__WHAT TO DO__
Records follow. Pull out every line that contains "below".

__MATERIALS PROVIDED__
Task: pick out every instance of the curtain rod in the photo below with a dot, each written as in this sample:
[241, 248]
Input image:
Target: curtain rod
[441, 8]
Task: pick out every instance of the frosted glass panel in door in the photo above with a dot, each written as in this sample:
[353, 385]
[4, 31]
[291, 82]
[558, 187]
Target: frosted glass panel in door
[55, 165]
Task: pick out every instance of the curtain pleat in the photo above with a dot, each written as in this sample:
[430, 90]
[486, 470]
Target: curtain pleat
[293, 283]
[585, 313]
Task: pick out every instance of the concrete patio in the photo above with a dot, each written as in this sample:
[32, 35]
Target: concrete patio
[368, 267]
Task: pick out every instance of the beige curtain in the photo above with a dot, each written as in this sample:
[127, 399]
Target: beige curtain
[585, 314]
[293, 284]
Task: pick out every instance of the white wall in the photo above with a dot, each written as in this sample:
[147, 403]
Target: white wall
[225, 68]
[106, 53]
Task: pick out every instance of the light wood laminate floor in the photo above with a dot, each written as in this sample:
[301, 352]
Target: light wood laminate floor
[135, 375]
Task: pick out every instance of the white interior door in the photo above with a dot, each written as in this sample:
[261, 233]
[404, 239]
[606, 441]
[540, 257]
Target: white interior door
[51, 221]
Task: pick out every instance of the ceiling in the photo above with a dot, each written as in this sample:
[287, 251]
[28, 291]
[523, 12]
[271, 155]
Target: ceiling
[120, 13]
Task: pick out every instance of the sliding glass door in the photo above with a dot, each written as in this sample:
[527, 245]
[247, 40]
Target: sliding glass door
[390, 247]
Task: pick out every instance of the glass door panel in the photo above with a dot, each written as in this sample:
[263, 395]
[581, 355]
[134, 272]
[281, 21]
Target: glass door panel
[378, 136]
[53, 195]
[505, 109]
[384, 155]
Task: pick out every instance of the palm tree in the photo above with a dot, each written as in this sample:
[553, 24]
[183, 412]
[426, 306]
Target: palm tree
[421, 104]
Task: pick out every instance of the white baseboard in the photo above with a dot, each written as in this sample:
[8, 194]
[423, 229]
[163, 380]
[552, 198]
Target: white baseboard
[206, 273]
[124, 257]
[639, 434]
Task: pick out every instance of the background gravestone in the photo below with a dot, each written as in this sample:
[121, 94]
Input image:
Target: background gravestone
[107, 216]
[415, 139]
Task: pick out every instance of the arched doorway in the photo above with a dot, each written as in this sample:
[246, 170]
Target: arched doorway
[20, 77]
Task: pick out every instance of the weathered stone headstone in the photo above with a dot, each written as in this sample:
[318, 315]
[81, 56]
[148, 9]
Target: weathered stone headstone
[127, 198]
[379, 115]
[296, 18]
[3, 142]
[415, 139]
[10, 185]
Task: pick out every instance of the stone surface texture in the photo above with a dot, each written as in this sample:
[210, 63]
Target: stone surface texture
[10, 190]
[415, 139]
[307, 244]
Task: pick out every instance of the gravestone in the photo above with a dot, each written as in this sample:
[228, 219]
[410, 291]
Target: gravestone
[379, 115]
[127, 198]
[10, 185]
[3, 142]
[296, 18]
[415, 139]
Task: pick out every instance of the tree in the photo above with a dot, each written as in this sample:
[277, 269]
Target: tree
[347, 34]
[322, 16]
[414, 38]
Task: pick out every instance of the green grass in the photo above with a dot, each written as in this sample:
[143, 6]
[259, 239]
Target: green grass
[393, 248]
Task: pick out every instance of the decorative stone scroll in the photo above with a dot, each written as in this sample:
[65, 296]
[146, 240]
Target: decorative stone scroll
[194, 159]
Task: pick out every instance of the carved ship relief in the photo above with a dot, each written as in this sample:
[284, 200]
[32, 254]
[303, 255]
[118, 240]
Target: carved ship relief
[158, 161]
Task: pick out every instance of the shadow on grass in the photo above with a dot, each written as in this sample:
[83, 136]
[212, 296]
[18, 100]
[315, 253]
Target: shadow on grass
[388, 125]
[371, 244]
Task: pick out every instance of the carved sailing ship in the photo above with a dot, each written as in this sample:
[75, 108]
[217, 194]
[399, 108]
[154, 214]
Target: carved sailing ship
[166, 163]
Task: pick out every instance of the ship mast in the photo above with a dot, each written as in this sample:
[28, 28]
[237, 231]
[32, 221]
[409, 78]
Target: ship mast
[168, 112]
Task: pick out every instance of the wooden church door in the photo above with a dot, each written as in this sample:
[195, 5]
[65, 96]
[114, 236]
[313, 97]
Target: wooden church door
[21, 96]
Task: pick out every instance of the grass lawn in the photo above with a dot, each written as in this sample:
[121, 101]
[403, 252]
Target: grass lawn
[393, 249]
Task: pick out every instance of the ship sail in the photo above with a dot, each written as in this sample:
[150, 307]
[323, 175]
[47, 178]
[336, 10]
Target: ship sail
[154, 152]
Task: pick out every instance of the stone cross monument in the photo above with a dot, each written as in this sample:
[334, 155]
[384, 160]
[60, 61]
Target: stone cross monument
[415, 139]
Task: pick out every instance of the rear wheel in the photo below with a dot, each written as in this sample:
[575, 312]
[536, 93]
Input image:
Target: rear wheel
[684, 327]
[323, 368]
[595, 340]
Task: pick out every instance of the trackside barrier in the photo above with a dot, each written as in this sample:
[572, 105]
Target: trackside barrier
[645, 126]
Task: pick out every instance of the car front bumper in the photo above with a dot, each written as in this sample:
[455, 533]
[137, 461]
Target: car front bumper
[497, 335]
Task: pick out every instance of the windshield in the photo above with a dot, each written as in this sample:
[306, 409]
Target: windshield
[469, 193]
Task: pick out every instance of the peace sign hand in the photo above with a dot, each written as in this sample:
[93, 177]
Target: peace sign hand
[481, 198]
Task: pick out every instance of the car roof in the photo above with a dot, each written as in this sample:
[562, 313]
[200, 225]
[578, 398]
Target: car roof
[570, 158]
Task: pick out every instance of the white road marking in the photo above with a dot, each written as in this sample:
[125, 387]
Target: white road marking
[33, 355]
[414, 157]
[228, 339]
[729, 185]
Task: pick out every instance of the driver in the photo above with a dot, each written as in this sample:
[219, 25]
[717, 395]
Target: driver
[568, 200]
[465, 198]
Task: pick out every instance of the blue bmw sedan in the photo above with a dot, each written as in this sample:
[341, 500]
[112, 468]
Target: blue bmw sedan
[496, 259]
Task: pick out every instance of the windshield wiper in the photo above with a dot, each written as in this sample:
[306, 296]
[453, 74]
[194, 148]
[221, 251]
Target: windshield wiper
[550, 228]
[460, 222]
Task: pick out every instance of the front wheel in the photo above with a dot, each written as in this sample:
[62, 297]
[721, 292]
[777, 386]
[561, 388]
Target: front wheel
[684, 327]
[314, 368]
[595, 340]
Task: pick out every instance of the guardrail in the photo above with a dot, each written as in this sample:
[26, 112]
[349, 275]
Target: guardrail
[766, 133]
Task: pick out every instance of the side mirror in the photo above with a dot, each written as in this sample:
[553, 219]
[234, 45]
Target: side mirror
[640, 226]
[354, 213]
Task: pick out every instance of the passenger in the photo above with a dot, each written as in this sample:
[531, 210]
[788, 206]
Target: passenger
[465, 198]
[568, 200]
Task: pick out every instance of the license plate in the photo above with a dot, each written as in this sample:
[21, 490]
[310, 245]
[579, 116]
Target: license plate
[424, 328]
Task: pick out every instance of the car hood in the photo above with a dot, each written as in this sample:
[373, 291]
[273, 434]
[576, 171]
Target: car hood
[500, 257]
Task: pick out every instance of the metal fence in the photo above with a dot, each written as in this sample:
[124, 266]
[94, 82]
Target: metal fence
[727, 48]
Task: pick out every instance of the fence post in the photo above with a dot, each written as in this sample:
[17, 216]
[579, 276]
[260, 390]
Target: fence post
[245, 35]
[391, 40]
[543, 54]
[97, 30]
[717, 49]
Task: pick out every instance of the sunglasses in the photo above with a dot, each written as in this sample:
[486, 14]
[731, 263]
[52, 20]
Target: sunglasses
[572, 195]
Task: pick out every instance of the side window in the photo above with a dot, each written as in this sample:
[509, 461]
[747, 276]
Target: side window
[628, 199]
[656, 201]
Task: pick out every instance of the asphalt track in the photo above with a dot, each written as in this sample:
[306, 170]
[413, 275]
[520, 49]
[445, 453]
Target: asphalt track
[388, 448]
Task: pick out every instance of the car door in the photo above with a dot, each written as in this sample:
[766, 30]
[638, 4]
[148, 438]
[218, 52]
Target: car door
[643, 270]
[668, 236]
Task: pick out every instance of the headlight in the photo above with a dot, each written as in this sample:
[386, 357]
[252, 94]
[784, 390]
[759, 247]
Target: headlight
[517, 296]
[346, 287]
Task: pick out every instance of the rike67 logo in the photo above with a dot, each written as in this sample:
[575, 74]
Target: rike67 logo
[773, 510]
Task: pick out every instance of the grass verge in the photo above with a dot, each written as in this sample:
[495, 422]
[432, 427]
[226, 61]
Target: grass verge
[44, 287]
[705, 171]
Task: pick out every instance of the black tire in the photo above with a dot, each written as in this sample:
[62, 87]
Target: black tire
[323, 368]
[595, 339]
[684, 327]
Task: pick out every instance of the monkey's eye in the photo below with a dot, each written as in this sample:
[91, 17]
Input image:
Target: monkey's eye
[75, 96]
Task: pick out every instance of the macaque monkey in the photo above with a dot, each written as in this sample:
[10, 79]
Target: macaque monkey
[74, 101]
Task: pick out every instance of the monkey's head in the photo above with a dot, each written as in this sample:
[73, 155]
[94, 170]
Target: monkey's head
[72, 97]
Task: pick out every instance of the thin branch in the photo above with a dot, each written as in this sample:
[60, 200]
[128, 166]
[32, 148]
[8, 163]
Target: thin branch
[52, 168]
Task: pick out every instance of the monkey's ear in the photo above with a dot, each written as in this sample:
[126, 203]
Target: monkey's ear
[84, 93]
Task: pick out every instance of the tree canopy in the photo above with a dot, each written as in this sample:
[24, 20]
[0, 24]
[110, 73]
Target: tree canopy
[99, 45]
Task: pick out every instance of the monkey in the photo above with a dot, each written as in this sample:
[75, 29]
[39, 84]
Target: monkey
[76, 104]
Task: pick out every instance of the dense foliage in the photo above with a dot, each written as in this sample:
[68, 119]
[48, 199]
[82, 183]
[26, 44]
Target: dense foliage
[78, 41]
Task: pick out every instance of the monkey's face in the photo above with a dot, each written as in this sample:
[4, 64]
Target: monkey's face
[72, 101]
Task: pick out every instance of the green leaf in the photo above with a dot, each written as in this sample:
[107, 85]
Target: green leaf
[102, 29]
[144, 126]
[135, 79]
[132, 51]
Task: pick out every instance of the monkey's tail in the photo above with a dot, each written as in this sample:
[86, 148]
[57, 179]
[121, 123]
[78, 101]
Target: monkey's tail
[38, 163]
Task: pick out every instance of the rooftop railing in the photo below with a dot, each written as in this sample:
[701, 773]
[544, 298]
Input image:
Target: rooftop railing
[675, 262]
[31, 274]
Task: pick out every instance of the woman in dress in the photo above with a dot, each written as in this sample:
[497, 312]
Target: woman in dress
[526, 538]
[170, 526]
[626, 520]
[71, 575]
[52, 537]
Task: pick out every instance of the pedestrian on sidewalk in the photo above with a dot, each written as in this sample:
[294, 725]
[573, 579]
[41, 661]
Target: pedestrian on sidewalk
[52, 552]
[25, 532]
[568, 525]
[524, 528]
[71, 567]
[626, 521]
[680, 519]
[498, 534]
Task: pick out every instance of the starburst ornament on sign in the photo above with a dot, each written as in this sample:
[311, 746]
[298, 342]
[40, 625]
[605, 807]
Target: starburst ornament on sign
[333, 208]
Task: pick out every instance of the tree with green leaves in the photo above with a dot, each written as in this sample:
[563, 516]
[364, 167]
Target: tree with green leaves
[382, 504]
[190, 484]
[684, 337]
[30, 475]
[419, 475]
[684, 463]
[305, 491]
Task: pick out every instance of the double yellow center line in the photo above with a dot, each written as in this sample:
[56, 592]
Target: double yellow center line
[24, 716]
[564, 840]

__WRITTEN RESPONSE__
Task: pick out every instance of the curtain rod in the photo below with a dot, each written as in this sample:
Task: pick out every instance of the background gravestone in the photo below with a dot, each written as in this sample:
Task: pick out every instance of the rear wheel in the photo below with a dot, each written as in this sample:
Task: pick out every instance of the monkey's eye in the photo below with a dot, each written as in this sample:
Task: pick out every instance of the rooftop railing in the photo below with a dot, each written as in this sample:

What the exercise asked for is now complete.